* [ЦЕЛЬ 1]:
Замените в записях слово "photo" на "image", начиная с самой первой строки и заканчивая строкой с "pixel 161 423" включительно; всё прочее оставьте без изменений. Картинки в ответ не включайте.
::: ТЕКСТОВЫЙ БЛОК
Наконец, если он успешно взрослеет, он переходит в последний период, где он больше не находится под властью принципа удовольствия: чувство всемогущества уступает место полной оценке силы обстоятельств. Теперь, к сожалению, ни Фрейд, ни Ференци, ни, насколько мне известно, любой другой психоаналитик, не уделяют много внимания этой последней фазе зрелости, в которой чувство реальности стало совершенным. Они поглощены патологией; то есть проблемами, которые возникают из-за неспособности достичь этой последней стадии, в которой взрослый человек полностью приспосабливается к своему миру, потому что его желания созрели для принятия условий, которые навязывает реальность.
И все же именно эта последняя стадия явно составляет цель морального воздействия, ибо здесь взрослый человек вновь обретает ту гармонию между собой и окружающей средой, которую он потерял в тот период младенчества, когда впервые обнаружил, что его желания больше не суверенны. Именно память об этой ранней гармонии он несет с собой все свои дни. Это его память о золотом веке, его предчувствие, как говорит Вордсворт, бессмертия. Но поскольку он ожидает с помощью инфантильной философии вернуть тот рай, который окружал его в младенчестве, он обречен на разочарование. В утробе матери и в течение нескольких лет своего детства счастье было удовлетворением его наивных желаний. Его семья устраивала мир так, чтобы он соответствовал его желаниям. Но по мере того как он взрослеет и начинает становиться независимой личностью, это провидение, заботящееся о его желаниях, исчезает. Он больше не может надеяться, что мир будет приспособлен к его желаниям, и он вынужден долгим и трудным процессом обучения и тренировки приспосабливать свои желания к миру. Если он преуспевает, он зрел. Если он зрел, он снова находится в гармонии с природой вещей. У него есть добродетель. И он счастлив.
::::::
::: ЛИСТИНГ
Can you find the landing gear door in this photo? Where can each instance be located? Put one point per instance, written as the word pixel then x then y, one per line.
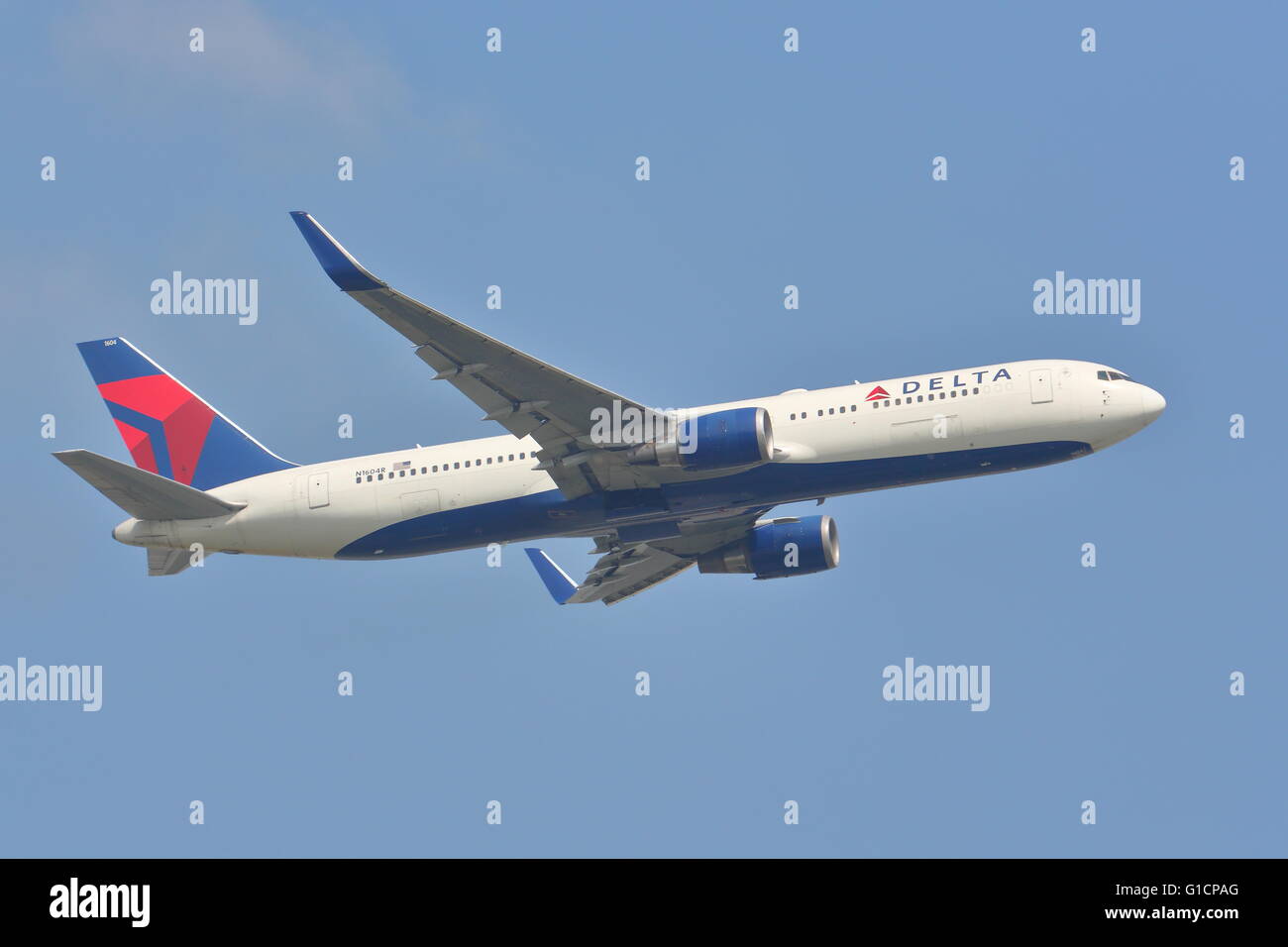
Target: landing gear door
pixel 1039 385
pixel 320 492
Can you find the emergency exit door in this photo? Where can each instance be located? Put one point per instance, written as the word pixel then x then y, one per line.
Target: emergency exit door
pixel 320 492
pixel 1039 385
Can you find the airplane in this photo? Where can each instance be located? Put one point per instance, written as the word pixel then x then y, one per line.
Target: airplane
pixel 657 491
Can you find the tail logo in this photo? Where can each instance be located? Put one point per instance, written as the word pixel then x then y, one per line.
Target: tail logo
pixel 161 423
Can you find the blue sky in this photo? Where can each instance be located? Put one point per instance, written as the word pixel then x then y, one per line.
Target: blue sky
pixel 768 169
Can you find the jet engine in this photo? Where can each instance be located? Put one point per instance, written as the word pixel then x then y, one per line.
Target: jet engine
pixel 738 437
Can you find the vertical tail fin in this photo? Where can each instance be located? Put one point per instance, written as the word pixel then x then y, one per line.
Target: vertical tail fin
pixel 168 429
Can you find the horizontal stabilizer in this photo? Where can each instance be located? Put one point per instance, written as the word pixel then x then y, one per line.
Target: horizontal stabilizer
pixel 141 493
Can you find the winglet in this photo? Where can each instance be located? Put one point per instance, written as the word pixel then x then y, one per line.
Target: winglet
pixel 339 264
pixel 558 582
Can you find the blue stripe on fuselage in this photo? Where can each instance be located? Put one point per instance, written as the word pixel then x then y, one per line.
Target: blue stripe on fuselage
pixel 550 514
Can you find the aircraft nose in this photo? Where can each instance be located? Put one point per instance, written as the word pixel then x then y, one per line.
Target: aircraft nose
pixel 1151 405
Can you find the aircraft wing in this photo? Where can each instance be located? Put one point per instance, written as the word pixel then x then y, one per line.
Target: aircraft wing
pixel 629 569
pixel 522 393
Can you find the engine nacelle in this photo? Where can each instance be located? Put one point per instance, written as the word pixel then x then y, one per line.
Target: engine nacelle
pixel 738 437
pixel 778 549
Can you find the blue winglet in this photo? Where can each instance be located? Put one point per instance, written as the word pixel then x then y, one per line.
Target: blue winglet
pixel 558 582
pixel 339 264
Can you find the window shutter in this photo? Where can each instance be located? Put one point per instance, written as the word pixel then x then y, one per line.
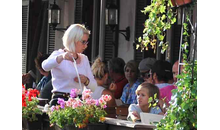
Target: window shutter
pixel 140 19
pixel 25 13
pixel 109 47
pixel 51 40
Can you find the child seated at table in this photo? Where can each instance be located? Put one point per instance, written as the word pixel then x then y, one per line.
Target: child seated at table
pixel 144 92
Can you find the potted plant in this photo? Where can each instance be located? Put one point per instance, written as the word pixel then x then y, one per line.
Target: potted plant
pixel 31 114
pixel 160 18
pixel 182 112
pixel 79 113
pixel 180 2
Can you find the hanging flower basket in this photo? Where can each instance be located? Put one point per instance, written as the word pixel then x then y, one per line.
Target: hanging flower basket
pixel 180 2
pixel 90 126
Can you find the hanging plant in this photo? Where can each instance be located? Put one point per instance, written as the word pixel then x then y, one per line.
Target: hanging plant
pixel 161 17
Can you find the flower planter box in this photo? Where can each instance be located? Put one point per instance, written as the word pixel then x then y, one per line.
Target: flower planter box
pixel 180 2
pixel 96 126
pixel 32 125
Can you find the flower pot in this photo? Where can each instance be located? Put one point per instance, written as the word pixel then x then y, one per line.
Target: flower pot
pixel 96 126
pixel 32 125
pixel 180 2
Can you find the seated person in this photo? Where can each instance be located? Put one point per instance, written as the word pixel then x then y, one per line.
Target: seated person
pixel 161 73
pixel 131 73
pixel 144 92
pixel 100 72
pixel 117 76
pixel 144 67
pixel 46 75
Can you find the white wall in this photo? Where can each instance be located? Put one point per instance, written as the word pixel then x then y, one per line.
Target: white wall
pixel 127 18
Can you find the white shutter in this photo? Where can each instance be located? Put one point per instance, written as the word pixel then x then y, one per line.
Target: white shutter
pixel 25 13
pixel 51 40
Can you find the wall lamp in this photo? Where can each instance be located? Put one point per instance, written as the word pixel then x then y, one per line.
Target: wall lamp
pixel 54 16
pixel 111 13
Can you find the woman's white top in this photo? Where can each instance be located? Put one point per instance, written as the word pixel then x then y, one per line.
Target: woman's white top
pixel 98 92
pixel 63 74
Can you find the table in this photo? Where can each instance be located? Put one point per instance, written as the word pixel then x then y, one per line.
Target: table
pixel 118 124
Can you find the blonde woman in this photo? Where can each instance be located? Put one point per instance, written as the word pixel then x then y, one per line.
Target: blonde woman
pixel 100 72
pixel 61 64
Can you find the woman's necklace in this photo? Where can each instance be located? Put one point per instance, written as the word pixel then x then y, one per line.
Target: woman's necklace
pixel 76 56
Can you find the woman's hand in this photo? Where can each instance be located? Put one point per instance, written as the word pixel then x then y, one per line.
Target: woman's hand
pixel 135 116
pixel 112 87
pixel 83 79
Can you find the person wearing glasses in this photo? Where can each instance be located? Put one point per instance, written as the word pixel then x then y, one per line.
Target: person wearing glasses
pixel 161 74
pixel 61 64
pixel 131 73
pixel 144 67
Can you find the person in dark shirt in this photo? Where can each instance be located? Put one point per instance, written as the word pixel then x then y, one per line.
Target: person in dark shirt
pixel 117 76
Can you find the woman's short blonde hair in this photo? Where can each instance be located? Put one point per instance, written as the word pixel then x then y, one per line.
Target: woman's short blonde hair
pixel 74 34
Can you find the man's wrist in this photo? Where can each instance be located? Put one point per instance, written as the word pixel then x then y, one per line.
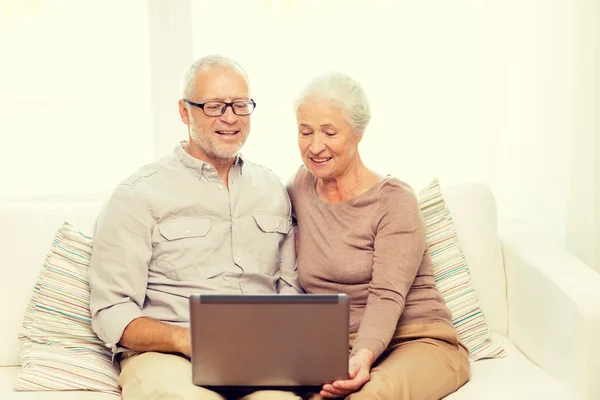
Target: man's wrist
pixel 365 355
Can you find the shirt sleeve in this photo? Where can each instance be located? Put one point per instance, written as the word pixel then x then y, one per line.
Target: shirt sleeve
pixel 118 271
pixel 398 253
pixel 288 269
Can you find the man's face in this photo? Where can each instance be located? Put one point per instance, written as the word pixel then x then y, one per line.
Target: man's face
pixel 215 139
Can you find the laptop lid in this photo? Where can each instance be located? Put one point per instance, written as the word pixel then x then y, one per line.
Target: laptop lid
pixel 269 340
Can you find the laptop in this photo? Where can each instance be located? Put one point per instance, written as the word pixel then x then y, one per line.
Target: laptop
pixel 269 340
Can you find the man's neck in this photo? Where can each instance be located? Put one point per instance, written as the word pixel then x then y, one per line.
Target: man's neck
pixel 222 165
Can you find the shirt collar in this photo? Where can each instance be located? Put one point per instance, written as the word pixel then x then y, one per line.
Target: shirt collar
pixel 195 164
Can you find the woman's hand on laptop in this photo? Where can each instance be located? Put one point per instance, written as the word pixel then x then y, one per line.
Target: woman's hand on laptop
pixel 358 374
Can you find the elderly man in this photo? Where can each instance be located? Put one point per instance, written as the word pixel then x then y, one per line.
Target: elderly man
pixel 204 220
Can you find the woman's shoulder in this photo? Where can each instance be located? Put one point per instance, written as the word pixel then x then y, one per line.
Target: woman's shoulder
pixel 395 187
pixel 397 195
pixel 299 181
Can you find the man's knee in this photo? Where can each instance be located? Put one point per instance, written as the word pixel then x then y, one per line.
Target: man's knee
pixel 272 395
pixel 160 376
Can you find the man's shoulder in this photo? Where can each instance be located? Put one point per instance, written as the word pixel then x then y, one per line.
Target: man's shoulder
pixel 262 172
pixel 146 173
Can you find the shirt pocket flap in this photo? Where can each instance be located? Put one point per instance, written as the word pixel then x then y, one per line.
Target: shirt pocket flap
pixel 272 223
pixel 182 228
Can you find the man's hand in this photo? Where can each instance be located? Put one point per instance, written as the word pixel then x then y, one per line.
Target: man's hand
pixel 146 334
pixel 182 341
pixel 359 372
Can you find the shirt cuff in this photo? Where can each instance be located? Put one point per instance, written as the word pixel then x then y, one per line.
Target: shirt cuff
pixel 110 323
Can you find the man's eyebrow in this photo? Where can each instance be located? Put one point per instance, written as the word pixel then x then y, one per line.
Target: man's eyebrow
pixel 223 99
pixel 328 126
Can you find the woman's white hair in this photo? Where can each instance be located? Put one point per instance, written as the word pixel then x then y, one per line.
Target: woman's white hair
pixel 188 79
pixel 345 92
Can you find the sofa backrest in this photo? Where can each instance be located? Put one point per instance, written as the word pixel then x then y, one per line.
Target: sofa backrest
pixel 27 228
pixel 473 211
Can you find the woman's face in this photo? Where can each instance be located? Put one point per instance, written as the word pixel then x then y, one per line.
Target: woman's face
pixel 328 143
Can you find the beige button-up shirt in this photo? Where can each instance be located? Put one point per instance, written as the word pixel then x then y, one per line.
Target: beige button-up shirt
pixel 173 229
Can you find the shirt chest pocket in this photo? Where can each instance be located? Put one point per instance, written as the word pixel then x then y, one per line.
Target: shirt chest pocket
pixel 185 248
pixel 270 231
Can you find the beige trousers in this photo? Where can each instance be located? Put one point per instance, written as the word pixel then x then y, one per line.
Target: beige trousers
::::::
* [ЦЕЛЬ 2]:
Какую гармонию, согласно тексту о зрелости, вновь обретает взрослый человек на последней стадии?

* [РЕШЕНИЕ ЗАДАЧИ 1]:
Can you find the landing gear door in this image? Where can each instance be located? Put one point per instance, written as the word pixel then x then y, one per line.
Target: landing gear door
pixel 1039 385
pixel 320 492
Can you find the emergency exit door in this image? Where can each instance be located? Put one point per instance, written as the word pixel then x then y, one per line.
Target: emergency exit door
pixel 320 492
pixel 1039 385
Can you find the airplane in this image? Where can each instance be located? Put one point per instance, written as the word pixel then x then y, one per line.
Target: airplane
pixel 657 491
Can you find the tail logo in this image? Where can each instance be located? Put one point per instance, written as the word pixel then x then y, one per line.
Target: tail logo
pixel 161 423

* [РЕШЕНИЕ ЗАДАЧИ 2]:
Гармонию между собой и окружающей средой, которую он потерял в младенчестве.